-- EXERCISE GOAL --
Switch "lamp post" to "street light" in the data below, in the lines starting at the one that contains "Return the mask of every instance of the lamp" and ending at the one that contains "Outlines of the lamp". Give back only those lines, with nothing else changed.

-- GIVEN DATA --
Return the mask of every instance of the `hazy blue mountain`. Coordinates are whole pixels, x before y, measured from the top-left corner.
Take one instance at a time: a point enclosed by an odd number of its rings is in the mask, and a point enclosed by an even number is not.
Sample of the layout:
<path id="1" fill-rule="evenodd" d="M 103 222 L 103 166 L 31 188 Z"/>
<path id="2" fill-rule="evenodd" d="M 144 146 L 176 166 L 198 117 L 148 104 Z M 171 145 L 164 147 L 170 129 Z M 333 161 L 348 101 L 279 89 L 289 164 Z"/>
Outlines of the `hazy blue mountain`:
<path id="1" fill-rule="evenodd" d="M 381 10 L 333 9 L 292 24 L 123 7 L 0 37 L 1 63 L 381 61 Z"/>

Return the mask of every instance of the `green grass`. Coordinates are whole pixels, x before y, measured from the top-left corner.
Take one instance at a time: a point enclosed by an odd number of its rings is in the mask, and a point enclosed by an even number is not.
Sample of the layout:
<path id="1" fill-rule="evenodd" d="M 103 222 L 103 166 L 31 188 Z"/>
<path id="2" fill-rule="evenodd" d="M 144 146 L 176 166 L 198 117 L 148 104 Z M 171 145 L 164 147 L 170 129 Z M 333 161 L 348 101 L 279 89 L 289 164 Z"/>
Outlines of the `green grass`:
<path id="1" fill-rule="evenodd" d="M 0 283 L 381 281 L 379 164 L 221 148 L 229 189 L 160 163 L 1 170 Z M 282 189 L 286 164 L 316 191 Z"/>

...

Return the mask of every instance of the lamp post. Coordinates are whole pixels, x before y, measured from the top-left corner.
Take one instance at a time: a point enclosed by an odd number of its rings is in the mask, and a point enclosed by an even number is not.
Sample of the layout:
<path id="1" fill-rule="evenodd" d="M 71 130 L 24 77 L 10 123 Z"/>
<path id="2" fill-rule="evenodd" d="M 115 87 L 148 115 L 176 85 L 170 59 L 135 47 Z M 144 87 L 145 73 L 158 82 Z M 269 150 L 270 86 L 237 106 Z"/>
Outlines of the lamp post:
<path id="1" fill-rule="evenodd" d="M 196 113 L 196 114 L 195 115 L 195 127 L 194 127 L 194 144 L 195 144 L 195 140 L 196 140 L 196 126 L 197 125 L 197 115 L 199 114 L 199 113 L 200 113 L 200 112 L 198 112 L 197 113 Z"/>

-- RESULT FOR THIS EXERCISE --
Return the mask of every instance of the street light. Coordinates are whole pixels, x before y, measured from the top-left corner.
Take one instance at a time: a point enclosed by an odd number of its rings is in the mask, and a point enclosed by an even number is not.
Sample of the layout:
<path id="1" fill-rule="evenodd" d="M 71 130 L 24 77 L 10 123 Z"/>
<path id="2" fill-rule="evenodd" d="M 115 87 L 148 115 L 176 85 L 170 59 L 135 47 Z M 144 87 L 145 73 L 158 82 Z M 269 150 L 270 86 L 237 106 Z"/>
Outlines of the street light:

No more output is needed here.